SUPPLIED PASSAGE:
- Opening Delimiter -
The Flight of the Pelican by John Hopkins (Chatto & Windus/Hogarth Press, 1983)
I had very much admired two other books by John Hopkins, which I had read many years ago: Tangier Buzzless Flies and The Tanger Diaries 1962 – 1979, a non-fictional and fictional account of the time Hopkins spent in Moroccoo in the ’60s and ’70s. These books are both artful and intelligent, and written with considerable artistry and skill.
Unfortunately I did not think The Flight of the Pelican was anywhere near as good as those two books. It’s an overwrought adventure novel, set in an imagined South (or Central) American country, where everything and everyone is larger than life and simultaneously comic and lurid.
Jonathan Bradshaw, the good-for-nothing scion of a wealthy and well-connected New England family, journeys to Puerto Gosano in search of his father, who sailed south 25 years ago, disappeared, and is assumed to be dead. But when his sailboat, the Pelican, is found the family believes he might still be alive in the jungles of Puerto Gosano, and dispatch Jonathan forthwith.
- Closing Delimiter -
INFORMATION SUPPLIED:
- Opening Delimiter -
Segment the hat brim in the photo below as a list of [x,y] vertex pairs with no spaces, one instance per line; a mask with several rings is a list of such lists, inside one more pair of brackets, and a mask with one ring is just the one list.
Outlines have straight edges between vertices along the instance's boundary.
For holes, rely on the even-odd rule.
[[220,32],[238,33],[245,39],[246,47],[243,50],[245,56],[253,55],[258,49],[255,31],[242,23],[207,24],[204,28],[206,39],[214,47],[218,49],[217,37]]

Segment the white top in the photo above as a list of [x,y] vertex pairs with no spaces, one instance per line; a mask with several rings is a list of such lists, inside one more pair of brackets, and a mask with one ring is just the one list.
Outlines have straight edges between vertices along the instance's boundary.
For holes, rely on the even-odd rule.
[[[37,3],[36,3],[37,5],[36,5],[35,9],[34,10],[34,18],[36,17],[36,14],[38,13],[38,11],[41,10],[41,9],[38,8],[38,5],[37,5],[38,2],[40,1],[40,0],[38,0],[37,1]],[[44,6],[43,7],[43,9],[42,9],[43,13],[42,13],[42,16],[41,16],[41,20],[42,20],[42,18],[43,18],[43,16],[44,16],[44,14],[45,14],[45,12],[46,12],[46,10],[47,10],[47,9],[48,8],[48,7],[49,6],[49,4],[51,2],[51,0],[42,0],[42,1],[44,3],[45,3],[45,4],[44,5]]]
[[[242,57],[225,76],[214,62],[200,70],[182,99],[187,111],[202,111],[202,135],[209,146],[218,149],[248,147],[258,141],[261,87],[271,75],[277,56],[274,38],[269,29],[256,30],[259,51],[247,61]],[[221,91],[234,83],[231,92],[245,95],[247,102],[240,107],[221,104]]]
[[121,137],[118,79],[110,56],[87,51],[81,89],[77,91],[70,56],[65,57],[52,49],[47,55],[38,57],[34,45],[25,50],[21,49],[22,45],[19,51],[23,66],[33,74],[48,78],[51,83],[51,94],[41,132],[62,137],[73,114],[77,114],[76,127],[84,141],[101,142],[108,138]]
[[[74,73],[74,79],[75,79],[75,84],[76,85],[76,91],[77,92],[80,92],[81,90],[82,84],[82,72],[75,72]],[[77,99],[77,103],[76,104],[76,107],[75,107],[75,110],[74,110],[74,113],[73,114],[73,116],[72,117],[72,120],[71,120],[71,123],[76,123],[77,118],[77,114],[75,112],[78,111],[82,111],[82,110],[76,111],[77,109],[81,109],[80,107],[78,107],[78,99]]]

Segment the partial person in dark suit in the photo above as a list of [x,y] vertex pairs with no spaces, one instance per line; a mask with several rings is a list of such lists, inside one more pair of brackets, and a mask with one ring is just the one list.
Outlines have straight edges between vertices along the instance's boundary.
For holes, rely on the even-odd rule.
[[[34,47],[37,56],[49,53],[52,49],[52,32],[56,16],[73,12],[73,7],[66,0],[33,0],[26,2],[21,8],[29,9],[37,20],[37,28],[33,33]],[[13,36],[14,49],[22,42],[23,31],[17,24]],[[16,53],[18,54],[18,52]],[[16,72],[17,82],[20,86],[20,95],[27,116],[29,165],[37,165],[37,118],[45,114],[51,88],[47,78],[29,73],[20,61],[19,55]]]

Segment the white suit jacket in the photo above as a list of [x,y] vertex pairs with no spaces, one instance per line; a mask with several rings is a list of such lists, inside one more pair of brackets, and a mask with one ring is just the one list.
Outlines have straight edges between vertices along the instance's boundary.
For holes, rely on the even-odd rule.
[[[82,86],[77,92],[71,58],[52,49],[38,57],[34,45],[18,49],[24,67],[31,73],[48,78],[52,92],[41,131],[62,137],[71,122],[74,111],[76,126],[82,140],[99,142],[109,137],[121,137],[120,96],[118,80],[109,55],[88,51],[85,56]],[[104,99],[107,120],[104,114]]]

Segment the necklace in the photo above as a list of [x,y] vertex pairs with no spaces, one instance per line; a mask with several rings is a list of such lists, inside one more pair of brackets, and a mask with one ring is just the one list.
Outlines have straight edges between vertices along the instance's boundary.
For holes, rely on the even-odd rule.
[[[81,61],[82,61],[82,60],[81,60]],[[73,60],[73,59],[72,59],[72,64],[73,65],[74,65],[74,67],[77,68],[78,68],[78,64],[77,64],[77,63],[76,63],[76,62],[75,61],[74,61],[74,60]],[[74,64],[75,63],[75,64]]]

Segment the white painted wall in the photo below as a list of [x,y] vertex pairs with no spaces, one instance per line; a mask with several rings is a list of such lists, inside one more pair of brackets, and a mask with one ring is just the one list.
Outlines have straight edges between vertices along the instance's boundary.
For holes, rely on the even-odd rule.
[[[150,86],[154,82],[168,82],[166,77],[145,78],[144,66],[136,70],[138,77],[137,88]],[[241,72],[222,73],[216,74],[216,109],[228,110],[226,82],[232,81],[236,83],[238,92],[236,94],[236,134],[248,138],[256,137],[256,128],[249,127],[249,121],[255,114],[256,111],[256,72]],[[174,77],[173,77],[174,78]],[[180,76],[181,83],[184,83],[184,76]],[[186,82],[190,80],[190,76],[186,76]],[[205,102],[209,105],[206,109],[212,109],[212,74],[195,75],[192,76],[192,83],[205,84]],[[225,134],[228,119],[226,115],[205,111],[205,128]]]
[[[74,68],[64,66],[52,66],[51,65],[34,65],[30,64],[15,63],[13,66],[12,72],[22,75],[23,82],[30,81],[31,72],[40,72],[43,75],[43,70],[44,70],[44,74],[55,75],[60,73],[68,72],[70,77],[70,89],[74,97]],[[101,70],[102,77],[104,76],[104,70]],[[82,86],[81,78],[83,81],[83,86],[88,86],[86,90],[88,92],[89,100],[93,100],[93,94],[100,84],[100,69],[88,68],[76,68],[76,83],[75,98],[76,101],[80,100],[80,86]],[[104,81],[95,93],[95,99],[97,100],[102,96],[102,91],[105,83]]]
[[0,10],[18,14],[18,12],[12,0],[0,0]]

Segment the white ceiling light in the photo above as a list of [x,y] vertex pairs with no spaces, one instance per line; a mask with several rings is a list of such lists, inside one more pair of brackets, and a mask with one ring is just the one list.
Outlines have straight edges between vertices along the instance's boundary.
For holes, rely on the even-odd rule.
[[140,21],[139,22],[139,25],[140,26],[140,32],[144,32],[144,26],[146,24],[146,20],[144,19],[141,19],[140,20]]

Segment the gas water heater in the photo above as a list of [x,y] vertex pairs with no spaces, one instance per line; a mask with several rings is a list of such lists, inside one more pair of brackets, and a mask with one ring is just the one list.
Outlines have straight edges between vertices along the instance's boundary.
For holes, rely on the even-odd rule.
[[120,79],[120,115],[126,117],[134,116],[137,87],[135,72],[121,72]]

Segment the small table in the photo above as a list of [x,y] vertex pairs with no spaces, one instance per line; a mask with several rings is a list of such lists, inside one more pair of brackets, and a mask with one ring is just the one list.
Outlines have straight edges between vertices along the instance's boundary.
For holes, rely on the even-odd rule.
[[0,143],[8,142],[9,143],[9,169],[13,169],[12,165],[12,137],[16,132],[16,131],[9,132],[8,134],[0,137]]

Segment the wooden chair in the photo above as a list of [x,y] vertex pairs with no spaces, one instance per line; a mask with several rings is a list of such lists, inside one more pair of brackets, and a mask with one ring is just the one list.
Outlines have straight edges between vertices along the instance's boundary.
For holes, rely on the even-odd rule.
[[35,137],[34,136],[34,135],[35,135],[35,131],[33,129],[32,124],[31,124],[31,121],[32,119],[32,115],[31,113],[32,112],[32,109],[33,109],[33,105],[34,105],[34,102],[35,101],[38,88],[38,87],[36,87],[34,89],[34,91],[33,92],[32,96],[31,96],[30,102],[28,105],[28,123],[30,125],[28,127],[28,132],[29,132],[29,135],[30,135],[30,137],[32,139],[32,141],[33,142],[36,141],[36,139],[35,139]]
- Closing Delimiter -
QUESTIONS TO ANSWER:
**a.** Using the book review, explain in one to three sentences why Jonathan Bradshaw's family sends him to Puerto Gosano.
**b.** Please carry the book review on from its final sentence.
The items have nothing to do with the book review.

ANSWER SET:
**a.** His father sailed south 25 years ago, disappeared, and was assumed to be dead. When the father's sailboat, the Pelican, is found, the family comes to believe he might still be alive in the jungles of Puerto Gosano, so they send Jonathan to look for him.

**b.**
Jonathan creates a lot of (unbelievable) mayhem and encounters a lot of terrible things ( vampire bats, a house full of genetically-deformed orphans, feral dogs, vultures), before finding his father, who is indeed living in the jungle with his ferocious knife-wielding common-law wife, and suffering from a terrible rotting skin disease brought on by unsanitary jungle life.
The first two-thirds of the book are somewhat engaging, but when Jonathan finally encounters his father, most of the buoyancy and energy dissipate and the final third of the book (like the tail-end of so many journeys) is tedious and exhausting. Hopkins writes alluringly about geography and flora and fauna, and this gives the book a consistent sensual vividness, but it is not enough to sustain a reader’s interest, for the world of the book, though well evoked, is finally too unreal and arbitrary to engage a reader’s attention or sympathy.